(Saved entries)

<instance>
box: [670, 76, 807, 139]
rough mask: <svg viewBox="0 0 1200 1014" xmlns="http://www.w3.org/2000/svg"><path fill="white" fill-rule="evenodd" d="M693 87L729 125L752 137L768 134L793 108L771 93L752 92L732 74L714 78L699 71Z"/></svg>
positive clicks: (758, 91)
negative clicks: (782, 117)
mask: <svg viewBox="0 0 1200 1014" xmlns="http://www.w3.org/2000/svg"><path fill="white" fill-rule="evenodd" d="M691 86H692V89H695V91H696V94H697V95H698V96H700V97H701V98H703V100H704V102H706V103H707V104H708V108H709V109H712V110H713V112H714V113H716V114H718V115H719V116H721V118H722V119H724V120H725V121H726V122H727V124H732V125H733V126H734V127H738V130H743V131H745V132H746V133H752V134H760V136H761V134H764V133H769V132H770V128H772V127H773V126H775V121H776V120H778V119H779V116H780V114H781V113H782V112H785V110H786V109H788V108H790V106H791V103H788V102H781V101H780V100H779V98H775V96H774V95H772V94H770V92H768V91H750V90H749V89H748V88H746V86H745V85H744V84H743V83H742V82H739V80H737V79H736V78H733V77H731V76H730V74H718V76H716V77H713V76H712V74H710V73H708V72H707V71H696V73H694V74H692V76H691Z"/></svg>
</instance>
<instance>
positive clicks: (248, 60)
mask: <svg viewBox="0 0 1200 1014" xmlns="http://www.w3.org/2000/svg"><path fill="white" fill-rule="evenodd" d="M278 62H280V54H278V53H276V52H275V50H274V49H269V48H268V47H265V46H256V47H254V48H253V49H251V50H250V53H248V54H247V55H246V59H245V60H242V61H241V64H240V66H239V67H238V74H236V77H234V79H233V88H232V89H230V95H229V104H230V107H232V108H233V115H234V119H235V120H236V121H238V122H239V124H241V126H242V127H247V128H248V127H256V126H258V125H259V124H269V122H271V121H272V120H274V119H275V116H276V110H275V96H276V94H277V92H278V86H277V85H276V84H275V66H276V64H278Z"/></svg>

▸ Directions
Repeat every line of the listing above word for word.

▸ Response
<instance>
box: [670, 76, 807, 139]
rough mask: <svg viewBox="0 0 1200 1014" xmlns="http://www.w3.org/2000/svg"><path fill="white" fill-rule="evenodd" d="M693 87L729 125L752 137L768 134L793 108L771 93L752 92L732 74L714 78L699 71Z"/></svg>
positive clicks: (758, 91)
negative clicks: (782, 117)
mask: <svg viewBox="0 0 1200 1014" xmlns="http://www.w3.org/2000/svg"><path fill="white" fill-rule="evenodd" d="M691 86H692V89H695V91H696V94H697V95H698V96H700V97H701V98H703V100H704V102H706V103H707V104H708V108H709V109H712V110H713V112H714V113H716V114H718V115H719V116H721V118H722V119H724V120H725V121H726V122H727V124H732V125H733V126H734V127H738V130H743V131H745V132H746V133H752V134H760V136H761V134H764V133H769V132H770V128H772V127H773V126H775V121H776V120H778V119H779V116H780V114H781V113H782V112H785V110H786V109H788V108H790V106H791V103H788V102H781V101H780V100H779V98H775V96H774V95H772V94H770V92H768V91H750V90H749V89H748V88H746V86H745V85H744V84H743V83H742V82H739V80H737V79H736V78H733V77H731V76H730V74H718V76H716V77H713V76H712V74H710V73H708V72H707V71H696V73H694V74H692V76H691Z"/></svg>
</instance>
<instance>
positive clicks: (248, 60)
mask: <svg viewBox="0 0 1200 1014" xmlns="http://www.w3.org/2000/svg"><path fill="white" fill-rule="evenodd" d="M278 62H280V54H278V53H276V52H275V50H274V49H269V48H268V47H265V46H256V47H254V48H253V49H251V50H250V53H248V54H247V55H246V59H245V60H242V61H241V64H240V66H239V67H238V74H236V77H234V79H233V88H232V89H230V95H229V104H230V107H232V108H233V115H234V119H235V120H236V121H238V122H239V124H241V126H242V127H247V128H248V127H256V126H258V125H259V124H269V122H271V121H272V120H274V119H275V116H276V110H275V96H276V94H277V92H278V86H277V85H276V84H275V66H276V64H278Z"/></svg>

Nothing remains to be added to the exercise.